Document extract:

USL PRO, the third-tier of American soccer, recently completed its Annual General Meeting in Clearwater, Florida. Like the leagues directly above it, USL PRO is in full-fledged expansion mode, adding new teams to its roster each season and now sporting an affiliation agreement with Major League Soccer (MLS) to play host to the reserve league. USL PRO will between now and 2015 add new teams in Colorado Springs, Sacramento, and incorporate several MLS reserve sides. USL PRO very well could add more teams by 2015 as interested investors around the country are talking to the league.

The second-tier North American Soccer League (NASL) will expand in 2014 to Indianapolis and Ottawa, and in 2015 to Northern Virginia, Jacksonville, Oklahoma City and potentially to Los Angeles and Tulsa. Major League Soccer will add NYCFC, a joint-venture between the New York Yankees and Manchester City FC in 2015 while also “promoting” Orlando City SC from the third tier to the top flight.

The continued push for expansion in American soccer among the three professional leagues is diluting the talent base and arguably making the product less entertaining. This leads directly to the continued inability of MLS to improve its TV ratings among soccer aficionados although one school of thought holds that the more teams, the more interest and the more relevance thus pushing up TV ratings.

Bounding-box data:

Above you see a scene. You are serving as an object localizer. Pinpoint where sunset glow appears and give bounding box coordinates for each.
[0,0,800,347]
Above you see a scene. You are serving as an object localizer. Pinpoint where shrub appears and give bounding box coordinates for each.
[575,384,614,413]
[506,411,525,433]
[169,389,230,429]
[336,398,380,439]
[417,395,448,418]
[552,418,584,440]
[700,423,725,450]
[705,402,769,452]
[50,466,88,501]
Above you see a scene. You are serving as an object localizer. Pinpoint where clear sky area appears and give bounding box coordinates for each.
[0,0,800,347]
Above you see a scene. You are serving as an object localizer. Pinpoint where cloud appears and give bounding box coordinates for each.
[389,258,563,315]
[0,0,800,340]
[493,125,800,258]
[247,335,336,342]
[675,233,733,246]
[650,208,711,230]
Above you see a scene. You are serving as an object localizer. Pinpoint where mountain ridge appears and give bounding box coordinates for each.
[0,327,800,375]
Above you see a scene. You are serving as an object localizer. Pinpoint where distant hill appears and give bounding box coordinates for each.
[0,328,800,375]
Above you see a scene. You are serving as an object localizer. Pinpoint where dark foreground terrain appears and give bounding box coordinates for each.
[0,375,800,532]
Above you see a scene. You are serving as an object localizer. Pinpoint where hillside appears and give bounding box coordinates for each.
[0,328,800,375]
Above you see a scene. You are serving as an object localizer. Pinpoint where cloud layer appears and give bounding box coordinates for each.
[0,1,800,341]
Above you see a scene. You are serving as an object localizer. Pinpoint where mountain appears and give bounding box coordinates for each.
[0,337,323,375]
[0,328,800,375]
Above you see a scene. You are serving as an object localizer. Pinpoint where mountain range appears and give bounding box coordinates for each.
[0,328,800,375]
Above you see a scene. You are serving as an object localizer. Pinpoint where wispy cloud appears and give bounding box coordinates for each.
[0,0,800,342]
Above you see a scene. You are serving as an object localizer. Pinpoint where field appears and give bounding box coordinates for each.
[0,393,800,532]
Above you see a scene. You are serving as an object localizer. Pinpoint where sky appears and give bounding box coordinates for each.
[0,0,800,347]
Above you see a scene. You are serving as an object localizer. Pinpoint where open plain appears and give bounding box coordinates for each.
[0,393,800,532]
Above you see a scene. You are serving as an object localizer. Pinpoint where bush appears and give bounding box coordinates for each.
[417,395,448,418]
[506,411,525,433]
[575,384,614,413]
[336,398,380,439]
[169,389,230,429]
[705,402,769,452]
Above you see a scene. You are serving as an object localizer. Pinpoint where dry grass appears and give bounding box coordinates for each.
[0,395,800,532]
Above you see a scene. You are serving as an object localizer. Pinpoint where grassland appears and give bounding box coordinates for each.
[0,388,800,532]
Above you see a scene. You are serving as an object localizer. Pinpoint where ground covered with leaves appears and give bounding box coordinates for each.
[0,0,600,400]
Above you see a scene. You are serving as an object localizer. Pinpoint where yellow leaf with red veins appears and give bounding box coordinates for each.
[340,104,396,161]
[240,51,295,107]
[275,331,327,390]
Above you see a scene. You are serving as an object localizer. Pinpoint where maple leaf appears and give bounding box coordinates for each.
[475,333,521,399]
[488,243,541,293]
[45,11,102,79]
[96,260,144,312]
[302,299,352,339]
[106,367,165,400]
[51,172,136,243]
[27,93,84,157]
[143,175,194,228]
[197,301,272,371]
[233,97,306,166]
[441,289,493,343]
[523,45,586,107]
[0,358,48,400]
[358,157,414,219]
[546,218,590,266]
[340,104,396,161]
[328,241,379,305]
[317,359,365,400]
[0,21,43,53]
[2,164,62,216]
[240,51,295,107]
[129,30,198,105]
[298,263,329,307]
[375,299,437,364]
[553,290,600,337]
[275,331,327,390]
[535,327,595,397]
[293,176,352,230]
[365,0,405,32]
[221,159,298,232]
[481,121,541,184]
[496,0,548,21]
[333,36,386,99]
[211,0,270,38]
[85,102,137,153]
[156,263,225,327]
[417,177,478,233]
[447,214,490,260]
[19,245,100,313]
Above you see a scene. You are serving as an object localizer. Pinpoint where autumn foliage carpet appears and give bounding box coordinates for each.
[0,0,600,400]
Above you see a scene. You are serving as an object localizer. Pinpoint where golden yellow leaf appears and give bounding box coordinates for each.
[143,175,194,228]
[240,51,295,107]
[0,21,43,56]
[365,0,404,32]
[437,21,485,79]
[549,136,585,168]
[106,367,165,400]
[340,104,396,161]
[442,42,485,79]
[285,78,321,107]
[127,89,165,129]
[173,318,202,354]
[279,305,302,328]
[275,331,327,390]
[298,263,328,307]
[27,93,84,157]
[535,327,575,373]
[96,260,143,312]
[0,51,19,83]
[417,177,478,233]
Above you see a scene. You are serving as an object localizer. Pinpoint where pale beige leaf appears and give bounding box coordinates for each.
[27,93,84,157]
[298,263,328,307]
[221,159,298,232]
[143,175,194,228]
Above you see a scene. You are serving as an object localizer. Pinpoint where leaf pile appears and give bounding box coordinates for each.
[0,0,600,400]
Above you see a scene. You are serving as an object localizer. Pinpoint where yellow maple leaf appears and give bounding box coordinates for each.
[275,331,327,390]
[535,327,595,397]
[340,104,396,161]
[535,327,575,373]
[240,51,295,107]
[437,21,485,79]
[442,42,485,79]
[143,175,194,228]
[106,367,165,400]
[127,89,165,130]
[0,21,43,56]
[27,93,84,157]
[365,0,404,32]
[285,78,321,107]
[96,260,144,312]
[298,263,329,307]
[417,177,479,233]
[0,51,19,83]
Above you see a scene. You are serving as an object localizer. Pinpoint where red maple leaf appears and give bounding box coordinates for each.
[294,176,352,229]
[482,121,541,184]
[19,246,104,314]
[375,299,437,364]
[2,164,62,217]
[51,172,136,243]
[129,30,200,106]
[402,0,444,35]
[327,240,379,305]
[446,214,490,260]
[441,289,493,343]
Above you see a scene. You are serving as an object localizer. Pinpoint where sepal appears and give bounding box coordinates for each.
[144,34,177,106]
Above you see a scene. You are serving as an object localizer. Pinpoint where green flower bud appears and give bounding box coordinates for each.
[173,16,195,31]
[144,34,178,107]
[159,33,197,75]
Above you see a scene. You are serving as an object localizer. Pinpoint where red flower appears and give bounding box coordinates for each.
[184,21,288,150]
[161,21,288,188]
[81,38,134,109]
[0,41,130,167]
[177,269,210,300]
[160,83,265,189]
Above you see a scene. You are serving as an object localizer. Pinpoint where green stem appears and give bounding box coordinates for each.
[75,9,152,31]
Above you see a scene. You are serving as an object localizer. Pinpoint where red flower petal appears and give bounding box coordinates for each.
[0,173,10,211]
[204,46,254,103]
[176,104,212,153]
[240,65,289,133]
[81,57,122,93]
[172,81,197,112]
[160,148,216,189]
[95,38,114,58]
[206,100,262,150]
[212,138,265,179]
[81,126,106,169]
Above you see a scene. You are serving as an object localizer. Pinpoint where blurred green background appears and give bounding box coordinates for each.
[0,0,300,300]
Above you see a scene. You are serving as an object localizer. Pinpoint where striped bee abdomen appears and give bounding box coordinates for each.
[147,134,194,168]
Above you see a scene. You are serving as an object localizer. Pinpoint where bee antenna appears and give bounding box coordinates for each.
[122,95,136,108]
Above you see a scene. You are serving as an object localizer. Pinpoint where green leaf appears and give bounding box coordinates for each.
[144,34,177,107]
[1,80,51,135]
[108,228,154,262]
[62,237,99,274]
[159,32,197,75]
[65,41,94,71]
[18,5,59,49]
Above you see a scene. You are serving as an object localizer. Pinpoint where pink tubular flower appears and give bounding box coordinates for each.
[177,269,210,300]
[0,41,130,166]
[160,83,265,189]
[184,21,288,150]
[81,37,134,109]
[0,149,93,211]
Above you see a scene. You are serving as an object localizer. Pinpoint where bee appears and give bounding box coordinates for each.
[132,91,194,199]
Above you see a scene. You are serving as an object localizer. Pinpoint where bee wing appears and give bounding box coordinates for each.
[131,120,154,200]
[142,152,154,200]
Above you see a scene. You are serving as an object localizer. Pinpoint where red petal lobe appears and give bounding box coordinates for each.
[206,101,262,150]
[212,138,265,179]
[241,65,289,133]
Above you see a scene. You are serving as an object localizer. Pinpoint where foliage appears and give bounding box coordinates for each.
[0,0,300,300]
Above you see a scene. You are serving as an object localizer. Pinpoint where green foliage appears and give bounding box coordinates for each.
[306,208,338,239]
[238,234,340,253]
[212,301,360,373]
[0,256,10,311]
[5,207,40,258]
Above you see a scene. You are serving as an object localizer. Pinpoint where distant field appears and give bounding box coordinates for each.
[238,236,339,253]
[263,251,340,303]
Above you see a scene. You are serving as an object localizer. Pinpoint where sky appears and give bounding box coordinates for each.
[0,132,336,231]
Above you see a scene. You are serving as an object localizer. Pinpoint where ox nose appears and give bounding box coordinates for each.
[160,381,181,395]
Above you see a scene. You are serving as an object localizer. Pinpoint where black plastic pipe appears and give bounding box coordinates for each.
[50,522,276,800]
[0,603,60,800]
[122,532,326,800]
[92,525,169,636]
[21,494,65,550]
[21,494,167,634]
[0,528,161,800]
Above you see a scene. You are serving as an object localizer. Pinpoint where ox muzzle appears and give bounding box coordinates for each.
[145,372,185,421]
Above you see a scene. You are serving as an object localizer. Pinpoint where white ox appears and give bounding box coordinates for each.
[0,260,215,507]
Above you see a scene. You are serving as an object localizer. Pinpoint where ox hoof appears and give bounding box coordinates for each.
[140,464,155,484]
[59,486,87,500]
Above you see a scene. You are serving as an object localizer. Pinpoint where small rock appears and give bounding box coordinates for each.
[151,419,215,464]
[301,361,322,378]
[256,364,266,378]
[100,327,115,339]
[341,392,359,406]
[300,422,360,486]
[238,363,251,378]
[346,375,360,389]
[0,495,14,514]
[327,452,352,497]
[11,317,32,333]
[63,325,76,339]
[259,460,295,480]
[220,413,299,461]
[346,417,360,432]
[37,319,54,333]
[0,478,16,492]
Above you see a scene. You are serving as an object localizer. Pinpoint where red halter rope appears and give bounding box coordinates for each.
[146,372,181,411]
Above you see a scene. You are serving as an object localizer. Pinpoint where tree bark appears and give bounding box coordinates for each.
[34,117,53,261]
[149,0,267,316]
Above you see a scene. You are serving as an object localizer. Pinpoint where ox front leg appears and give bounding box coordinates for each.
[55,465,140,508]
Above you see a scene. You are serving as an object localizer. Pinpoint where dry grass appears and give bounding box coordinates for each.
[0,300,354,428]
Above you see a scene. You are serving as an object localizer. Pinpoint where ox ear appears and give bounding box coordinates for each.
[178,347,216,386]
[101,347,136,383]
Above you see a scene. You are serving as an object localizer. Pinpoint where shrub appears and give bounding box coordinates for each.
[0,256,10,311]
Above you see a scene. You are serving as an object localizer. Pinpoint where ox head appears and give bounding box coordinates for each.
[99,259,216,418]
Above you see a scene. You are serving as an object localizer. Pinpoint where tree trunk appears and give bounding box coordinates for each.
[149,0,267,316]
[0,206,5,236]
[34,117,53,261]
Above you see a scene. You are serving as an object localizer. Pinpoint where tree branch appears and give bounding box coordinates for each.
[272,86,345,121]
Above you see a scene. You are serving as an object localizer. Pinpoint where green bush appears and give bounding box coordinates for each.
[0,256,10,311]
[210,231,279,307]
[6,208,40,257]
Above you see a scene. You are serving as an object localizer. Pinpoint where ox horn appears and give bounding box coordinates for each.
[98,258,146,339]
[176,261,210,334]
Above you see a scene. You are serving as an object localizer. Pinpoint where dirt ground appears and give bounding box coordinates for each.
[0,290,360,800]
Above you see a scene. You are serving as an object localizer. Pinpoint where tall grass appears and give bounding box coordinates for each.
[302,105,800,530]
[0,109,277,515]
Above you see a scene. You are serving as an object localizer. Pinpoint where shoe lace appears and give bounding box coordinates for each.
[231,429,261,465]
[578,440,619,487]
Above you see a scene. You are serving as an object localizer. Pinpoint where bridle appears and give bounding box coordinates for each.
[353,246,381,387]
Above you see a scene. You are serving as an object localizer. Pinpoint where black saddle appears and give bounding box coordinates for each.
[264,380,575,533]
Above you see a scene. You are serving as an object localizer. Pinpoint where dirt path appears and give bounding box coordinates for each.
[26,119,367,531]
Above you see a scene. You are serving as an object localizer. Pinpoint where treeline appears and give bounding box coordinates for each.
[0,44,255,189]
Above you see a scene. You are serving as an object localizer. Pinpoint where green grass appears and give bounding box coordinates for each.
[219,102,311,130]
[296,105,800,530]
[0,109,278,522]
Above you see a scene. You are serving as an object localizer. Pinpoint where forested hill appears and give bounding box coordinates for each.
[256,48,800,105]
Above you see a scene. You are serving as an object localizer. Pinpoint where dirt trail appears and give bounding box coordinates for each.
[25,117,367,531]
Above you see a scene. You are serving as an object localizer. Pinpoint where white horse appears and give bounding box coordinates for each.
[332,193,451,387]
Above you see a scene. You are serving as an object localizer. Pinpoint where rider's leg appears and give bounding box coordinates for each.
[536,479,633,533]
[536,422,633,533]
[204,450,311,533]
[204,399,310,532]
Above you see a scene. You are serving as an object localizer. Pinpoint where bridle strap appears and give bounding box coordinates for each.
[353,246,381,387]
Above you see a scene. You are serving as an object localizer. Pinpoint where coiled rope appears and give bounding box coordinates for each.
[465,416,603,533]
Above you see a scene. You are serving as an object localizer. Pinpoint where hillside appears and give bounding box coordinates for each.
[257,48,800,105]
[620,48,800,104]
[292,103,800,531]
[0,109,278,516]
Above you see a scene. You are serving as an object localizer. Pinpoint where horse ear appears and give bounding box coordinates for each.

Task 1:
For each statement, say whether it agrees with the passage on American soccer expansion, answering yes or no and quoting the words that decide it.
(a) USL PRO held its Annual General Meeting in Clearwater, Florida.
(b) The NASL will expand to Ottawa in 2015.
(c) NYCFC is a joint venture between the New York Yankees and Manchester City FC.
Task 2: Return the part of the passage on American soccer expansion from "The continued push" up to and including "up TV ratings.".
Task 3:
Answer from the passage on American soccer expansion.
(a) Which tier of American soccer is USL PRO?
(b) Which club is MLS "promoting" from the third tier to the top flight?
(c) What is the continued push for expansion doing to the talent base?
Rely only on the passage on American soccer expansion when answering.

Exercise response 1:
(a) Yes: "recently completed its Annual General Meeting in Clearwater, Florida"
(b) No: "will expand in 2014 to Indianapolis and Ottawa"
(c) Yes: "a joint-venture between the New York Yankees and Manchester City FC"

Exercise response 2:
The continued push for expansion in American soccer among the three professional leagues is diluting the talent base and arguably making the product less entertaining. This leads directly to the continued inability of MLS to improve its TV ratings among soccer aficionados although one school of thought holds that the more teams, the more interest and the more relevance thus pushing up TV ratings.

Exercise response 3:
(a) The third tier.
(b) Orlando City SC.
(c) Diluting it.